Corren tiempos difíciles para la libertad de expresión; tiempos de puritanismo made in USA trasladado a un país, el nuestro, que lo mezcla con el arquetipo nacional católico de la nueva política, que es la misma de siempre pero con lifting o como se escriba eso. Las arengas de una falsa izquierda se han convertido en directrices a seguir por todas aquellas personas sin criterio que sufren la carencia de cultura política, confundiendo así izquierda y derecha, arriba y abajo, lo legítimo con lo ilegítimo, lo puro con el sucedáneo. Sumo y sigo, mientras leo un ensayo que acaba de ser publicado en estos días.

Se titula Bufones (Ariel) y viene firmado por Iñaki Domínguez, macarrólogo de oficio y antropólogo de carrera, un tipo peculiar del que ya he hablado en alguna ocasión. En este nuevo ensayo, Iñaki pega un repaso a la historia del bufón, una figura que el sistema asume o subsume, por decirlo en plan marxista, y que sirve de contrapeso para posicionar la denuncia a ese mismo sistema. Porque la función social del bufón es señalar con humor y descaro los defectos y excesos del poder. La figura permitida de los bufones me traslada hasta el carnaval de Cádiz, donde, una vez al año, el pueblo se burla de sus amos.

- COMPLETE LO SIGUIENTE:
**a.** Enumere los pares de conceptos que, según el fragmento sobre los bufones, confunden las personas sin criterio.
**b.** Prosiga el fragmento sobre los bufones a partir de su última oración.

- Registros de anotación de posición:
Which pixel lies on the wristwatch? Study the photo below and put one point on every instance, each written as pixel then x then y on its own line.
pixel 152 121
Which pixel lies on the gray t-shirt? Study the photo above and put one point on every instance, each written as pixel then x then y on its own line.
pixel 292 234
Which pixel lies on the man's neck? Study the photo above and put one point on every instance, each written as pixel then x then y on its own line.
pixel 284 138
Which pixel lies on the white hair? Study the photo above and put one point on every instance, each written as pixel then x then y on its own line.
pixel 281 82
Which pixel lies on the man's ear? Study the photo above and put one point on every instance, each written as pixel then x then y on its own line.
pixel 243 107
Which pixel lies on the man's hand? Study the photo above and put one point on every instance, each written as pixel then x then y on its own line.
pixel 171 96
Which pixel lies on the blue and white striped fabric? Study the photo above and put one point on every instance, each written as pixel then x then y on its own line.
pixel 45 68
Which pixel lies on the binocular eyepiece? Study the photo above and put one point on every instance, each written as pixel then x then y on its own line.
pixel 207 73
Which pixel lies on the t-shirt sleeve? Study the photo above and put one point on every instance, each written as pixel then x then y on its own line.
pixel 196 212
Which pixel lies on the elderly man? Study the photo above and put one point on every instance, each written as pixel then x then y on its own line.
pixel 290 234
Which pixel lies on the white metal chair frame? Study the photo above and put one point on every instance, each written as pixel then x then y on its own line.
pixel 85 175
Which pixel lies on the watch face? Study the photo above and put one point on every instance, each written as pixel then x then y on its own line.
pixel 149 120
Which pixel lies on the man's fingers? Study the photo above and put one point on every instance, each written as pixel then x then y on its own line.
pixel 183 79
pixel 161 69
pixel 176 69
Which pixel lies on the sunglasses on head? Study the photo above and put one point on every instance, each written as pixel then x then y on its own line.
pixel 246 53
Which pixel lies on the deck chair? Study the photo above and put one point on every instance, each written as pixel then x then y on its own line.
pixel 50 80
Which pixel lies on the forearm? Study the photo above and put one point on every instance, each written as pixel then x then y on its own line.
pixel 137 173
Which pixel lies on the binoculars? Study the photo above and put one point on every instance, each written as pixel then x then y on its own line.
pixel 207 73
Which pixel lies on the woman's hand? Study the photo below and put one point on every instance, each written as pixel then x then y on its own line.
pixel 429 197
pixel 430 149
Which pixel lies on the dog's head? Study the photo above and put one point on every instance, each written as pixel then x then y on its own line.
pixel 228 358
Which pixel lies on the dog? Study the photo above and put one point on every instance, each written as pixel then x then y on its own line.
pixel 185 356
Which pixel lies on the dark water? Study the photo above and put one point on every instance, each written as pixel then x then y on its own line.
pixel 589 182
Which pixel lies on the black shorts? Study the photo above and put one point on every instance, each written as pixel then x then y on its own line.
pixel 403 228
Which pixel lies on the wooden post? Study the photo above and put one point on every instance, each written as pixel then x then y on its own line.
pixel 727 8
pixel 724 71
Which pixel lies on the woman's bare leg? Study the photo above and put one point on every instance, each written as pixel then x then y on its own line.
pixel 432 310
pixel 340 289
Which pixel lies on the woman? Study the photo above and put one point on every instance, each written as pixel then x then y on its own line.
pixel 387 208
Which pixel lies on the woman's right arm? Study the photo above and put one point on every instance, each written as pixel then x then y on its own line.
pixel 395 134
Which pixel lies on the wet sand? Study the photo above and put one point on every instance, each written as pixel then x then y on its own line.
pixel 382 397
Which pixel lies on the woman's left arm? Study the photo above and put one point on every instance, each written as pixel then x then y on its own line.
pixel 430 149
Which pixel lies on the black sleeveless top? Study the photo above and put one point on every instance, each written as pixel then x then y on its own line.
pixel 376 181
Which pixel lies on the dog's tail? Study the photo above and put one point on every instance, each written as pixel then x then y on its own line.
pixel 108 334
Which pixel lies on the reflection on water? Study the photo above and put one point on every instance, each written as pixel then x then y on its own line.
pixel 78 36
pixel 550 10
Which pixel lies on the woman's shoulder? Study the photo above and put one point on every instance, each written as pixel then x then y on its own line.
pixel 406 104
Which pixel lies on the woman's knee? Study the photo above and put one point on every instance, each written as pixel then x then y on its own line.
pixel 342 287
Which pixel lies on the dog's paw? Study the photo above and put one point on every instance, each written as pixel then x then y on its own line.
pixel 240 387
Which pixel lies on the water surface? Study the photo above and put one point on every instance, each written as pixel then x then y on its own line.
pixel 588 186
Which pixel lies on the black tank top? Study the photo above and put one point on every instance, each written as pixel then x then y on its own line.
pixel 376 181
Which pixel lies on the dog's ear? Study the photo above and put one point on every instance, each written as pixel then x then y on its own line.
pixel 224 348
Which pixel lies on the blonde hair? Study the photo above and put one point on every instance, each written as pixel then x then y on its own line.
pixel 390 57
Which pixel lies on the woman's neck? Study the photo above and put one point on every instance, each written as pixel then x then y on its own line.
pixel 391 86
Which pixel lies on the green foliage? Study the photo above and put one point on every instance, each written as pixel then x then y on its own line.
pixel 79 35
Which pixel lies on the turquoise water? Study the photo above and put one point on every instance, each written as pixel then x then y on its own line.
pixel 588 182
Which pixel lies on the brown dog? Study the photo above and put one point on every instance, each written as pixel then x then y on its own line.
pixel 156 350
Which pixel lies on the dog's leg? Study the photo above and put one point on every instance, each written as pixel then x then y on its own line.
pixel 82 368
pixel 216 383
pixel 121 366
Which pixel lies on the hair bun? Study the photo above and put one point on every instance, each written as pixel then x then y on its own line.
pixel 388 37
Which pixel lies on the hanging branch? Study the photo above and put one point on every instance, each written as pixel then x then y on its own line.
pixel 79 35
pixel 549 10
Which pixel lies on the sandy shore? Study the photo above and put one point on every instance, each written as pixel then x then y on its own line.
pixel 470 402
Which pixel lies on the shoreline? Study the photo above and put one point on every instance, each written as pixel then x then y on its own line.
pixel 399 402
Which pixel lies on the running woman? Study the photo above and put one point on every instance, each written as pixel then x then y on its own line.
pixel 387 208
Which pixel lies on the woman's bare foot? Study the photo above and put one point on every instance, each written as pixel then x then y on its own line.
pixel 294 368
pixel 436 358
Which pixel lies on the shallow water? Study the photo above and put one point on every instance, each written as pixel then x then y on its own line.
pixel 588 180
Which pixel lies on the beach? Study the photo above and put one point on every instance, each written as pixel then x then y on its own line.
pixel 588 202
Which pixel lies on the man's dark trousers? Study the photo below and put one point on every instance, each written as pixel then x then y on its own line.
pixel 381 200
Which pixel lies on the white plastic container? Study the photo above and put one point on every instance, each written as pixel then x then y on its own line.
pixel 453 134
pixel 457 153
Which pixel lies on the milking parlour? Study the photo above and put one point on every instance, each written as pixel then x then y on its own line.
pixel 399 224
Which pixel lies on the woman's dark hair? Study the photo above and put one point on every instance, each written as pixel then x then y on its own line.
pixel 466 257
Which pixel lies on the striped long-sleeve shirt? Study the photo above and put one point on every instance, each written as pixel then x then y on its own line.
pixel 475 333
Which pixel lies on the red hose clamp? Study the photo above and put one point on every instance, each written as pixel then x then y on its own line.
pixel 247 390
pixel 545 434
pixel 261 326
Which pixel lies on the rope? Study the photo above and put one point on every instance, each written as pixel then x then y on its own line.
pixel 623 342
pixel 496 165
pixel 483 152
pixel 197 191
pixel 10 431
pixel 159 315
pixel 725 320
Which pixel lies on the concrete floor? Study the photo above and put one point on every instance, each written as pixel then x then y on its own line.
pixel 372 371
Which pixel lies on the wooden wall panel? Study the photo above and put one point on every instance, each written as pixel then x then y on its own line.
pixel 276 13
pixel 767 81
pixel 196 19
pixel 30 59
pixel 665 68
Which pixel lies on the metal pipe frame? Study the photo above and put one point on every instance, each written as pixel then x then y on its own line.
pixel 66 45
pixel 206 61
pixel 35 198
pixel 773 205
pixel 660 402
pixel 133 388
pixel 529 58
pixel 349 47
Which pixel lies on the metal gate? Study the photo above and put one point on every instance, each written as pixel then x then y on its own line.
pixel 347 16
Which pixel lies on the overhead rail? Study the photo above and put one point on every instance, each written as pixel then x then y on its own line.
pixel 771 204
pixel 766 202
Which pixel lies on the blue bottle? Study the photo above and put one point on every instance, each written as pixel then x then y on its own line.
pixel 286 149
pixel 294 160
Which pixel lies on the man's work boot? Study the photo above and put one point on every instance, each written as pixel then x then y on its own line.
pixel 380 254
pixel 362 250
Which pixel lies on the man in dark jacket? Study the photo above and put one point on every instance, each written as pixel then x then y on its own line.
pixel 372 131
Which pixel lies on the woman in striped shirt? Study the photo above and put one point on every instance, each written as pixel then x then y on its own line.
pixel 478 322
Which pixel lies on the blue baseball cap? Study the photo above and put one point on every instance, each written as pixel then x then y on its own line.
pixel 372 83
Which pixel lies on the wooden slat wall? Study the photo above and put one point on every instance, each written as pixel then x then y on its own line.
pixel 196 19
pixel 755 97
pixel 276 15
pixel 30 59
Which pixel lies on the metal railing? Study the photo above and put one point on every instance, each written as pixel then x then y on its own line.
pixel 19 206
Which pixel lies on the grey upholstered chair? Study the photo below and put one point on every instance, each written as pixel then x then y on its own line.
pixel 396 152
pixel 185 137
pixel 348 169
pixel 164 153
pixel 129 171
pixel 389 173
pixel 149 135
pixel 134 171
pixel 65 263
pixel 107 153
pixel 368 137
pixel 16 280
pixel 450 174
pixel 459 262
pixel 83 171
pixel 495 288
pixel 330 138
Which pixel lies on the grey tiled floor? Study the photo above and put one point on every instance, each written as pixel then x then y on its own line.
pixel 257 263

- RESPUESTAS DEL EJERCICIO:
**a.** Izquierda y derecha; arriba y abajo; lo legítimo y lo ilegítimo; lo puro y el sucedáneo.

**b.**
En estos días, la gente se prepara para el acontecimiento que llena de disfraces y de coplas la antigua ciudad portuaria que brilla al sol como una "tacita de plata". Cádiz es el carnaval y la chirigota, el discurso legítimo que se disfraza de incorrección política para denunciar con guasa y pitorreo los excesos de un sistema que permite la doble moral y la doble contabilidad. Las comparsas, picaditas con la sal del salero gaditano, sirven para arrojar esas verdades incómodas que, de otro modo, no llegarían tan lejos. El arte no es otra cosa que la habilidad para expresar lo real con recursos estéticos y, en ese sentido, las gentes de Cádiz nos llevan años de adelanto. Nadie mejor para denunciar con chufla los excesos de una casta de señoritos con coche oficial y aires de grandeza.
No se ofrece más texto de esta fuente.